(Problem to work on) Return the line that contains "of the radiator." plus every line after it to the end of the entries below, exactly as given, and stop there.

Segment Start: Source data

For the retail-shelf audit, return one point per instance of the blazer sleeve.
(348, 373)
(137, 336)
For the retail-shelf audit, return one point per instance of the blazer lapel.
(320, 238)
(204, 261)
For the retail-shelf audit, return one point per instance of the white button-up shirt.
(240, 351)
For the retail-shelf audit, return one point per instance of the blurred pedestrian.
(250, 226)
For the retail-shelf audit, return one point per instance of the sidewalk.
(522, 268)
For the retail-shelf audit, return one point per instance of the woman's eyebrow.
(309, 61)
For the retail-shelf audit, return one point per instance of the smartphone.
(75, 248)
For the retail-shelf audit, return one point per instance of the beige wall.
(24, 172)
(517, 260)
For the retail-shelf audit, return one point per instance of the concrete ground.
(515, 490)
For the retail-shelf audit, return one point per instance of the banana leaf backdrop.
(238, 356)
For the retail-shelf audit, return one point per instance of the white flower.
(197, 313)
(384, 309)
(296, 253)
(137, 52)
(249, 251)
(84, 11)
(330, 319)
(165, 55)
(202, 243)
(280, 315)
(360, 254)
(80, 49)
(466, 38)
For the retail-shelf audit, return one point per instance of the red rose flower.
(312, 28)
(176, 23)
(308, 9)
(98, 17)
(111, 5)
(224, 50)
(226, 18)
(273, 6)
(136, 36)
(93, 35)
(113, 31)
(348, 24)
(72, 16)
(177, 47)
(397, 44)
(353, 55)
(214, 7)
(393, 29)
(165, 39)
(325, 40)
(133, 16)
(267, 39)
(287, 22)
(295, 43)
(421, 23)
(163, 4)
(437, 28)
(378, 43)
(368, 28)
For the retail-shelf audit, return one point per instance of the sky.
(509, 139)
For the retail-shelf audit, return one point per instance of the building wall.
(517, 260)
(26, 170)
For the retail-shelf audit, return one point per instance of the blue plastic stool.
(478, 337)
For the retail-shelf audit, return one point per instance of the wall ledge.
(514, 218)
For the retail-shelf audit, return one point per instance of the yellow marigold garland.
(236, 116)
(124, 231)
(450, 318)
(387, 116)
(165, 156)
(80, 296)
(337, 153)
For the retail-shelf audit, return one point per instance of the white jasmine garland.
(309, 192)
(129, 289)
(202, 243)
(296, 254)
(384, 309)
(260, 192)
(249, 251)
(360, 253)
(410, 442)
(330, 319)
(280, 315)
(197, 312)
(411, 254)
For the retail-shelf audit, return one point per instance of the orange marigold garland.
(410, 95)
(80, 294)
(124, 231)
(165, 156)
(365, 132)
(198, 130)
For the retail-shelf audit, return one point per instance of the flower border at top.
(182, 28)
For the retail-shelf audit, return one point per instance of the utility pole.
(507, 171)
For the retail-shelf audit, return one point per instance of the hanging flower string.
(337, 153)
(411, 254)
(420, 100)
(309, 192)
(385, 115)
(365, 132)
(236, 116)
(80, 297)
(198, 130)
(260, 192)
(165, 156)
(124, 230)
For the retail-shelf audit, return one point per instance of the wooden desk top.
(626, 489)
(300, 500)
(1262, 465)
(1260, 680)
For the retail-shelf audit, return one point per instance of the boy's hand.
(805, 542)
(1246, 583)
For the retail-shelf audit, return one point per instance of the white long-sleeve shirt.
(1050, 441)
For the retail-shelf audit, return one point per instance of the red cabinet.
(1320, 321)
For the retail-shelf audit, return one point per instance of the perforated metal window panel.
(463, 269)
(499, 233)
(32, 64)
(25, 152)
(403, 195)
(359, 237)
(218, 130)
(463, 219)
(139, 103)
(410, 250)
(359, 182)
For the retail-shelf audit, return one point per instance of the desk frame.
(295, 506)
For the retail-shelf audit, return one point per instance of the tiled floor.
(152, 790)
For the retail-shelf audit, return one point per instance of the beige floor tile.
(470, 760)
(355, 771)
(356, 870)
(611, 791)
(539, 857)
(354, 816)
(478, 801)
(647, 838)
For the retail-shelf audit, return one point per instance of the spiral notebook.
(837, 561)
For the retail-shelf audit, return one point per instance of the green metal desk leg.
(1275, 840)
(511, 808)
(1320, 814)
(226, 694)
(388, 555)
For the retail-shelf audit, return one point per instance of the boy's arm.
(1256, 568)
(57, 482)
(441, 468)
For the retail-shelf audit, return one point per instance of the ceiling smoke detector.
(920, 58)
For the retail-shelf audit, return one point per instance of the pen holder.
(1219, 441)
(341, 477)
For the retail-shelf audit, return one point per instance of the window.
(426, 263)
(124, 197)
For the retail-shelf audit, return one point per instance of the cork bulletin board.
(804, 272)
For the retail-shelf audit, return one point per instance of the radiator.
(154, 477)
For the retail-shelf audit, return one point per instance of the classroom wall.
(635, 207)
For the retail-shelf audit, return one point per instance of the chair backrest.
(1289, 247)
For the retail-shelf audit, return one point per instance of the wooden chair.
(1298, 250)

Segment End: Source data

(Task result)
For the retail-shelf audit, return one point per instance of the radiator.
(154, 477)
For the retail-shelf audit, return one point per instance of the classroom wall.
(635, 207)
For the retail-shelf audit, return one point per instance of the chair backrest.
(1289, 247)
For the retail-shelf audit, return one point per instance of the wooden chair.
(1298, 250)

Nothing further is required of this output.